» **LE CONSEGNE**:
1. Per favore, elenca le file in cui il brano su Colin Wilson colloca l'insider che nello sport passa per outsider.
2. Conta le righe che contengono la stringa "seagull" e scrivi soltanto il numero.

» **BRANO SCELTO**:
★ ★ ★ ★ ★ ★ ★

Wilson, chi pensa "fuori" non è un fuori di testa

Nel seguito di "L'Outsider" lo scrittore inglese traccia un percorso fra intellettuali disorganici

Wilson, chi pensa "fuori" non è un fuori di testa

«A me, m'ha rovinato la guerra», diceva il Gastone di Petrolini. «A me, m'ha rovinato lo sport», potrebbe dire L'Outsider di Colin Wilson. Perché nello sport l'outsider non è un vero outsider, è semplicemente un insider di terza, quarta o quinta fila: nonostante quasi nessuno lo prenda in considerazione, partecipa alla gara. E, ovviamente, le poche volte in cui è proprio lui a vincere sono tutti lì a incensarlo e a esaltarlo, alcuni addirittura (i più adulatori, i più ipocriti) fingendo l'atto di contrizione, dicendosi pentiti per non aver capito, per non aver previsto... Intendiamoci, L'Outsider che segnò l'esordio letterario di Colin Wilson, nel 1956, fu un grande successo editoriale, ma poi quella parolina magica che indicava chi sta, per indole o per scelta, fuori dal sistema (in questo caso, fuori dal sistema culturale), in ambito sportivo subì una mutazione di senso che rapidamente colonizzò altri ambiti, incluso quello della cultura.

★ ★ ★ ★ ★ ★ ★

» **LE RIGHE**:

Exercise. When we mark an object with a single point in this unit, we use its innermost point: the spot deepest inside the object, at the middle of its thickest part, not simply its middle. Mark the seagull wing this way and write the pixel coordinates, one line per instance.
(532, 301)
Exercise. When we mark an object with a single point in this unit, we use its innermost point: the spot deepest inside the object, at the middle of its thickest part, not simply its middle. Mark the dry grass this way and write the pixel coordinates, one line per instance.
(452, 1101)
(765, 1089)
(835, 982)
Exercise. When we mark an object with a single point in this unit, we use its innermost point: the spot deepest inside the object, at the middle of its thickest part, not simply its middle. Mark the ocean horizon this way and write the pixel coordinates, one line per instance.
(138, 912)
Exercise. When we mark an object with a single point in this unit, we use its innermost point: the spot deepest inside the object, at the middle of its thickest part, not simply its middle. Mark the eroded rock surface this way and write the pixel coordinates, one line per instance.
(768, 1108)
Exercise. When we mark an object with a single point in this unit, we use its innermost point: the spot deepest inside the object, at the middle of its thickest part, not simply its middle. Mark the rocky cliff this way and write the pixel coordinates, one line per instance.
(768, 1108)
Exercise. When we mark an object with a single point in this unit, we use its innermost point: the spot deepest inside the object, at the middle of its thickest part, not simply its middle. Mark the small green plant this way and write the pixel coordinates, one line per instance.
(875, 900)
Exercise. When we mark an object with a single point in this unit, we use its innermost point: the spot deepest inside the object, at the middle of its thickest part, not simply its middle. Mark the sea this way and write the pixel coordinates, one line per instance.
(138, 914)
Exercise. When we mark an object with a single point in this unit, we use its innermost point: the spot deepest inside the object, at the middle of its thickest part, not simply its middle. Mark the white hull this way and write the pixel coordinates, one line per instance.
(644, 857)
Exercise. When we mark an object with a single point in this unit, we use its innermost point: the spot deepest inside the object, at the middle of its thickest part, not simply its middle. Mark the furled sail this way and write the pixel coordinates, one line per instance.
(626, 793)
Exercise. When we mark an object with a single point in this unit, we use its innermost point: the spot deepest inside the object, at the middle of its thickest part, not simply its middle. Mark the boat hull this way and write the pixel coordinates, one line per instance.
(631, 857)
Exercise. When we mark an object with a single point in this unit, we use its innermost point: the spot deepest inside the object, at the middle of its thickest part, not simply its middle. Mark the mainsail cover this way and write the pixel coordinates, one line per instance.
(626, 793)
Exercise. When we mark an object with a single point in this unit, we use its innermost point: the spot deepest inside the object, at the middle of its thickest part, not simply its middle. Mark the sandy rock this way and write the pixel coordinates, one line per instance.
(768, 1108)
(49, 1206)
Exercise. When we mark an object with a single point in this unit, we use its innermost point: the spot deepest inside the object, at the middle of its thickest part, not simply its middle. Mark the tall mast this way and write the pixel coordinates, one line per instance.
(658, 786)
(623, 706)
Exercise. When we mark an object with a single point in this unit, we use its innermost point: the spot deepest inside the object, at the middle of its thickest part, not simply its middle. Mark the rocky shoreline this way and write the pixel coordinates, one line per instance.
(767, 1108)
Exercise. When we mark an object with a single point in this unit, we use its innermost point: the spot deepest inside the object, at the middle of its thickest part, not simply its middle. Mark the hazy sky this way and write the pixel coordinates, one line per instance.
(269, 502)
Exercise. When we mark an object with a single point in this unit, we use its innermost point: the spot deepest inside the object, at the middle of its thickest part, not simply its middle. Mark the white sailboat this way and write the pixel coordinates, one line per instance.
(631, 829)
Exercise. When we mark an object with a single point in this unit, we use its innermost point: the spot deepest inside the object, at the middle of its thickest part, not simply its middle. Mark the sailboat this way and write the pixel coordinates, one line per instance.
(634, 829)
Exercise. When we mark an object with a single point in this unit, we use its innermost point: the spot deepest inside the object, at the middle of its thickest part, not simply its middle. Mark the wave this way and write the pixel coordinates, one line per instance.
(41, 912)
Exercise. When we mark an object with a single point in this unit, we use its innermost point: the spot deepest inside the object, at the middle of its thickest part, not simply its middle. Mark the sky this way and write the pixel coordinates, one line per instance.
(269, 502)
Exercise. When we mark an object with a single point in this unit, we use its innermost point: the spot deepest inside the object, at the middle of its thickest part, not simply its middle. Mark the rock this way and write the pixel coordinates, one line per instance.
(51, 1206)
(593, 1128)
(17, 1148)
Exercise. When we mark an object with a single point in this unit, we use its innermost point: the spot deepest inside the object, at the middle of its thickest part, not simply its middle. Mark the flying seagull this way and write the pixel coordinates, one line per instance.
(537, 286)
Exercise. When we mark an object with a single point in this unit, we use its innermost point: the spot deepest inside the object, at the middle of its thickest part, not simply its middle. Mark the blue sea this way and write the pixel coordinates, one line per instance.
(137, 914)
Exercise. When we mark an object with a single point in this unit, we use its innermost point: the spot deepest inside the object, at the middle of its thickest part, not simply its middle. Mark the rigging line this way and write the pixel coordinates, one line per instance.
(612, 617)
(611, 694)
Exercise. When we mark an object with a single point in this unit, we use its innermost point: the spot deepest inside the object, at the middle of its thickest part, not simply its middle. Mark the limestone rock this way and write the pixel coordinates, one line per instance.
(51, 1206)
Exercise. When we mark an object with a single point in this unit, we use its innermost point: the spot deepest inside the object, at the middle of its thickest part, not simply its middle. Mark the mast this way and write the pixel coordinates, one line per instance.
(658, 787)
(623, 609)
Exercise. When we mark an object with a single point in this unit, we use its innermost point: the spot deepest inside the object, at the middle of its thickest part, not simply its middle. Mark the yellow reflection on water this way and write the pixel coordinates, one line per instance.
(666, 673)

★ ★ ★ ★ ★ ★ ★

» **RISPOSTE ALLE CONSEGNE**:
1. Terza, quarta e quinta fila.

2. 2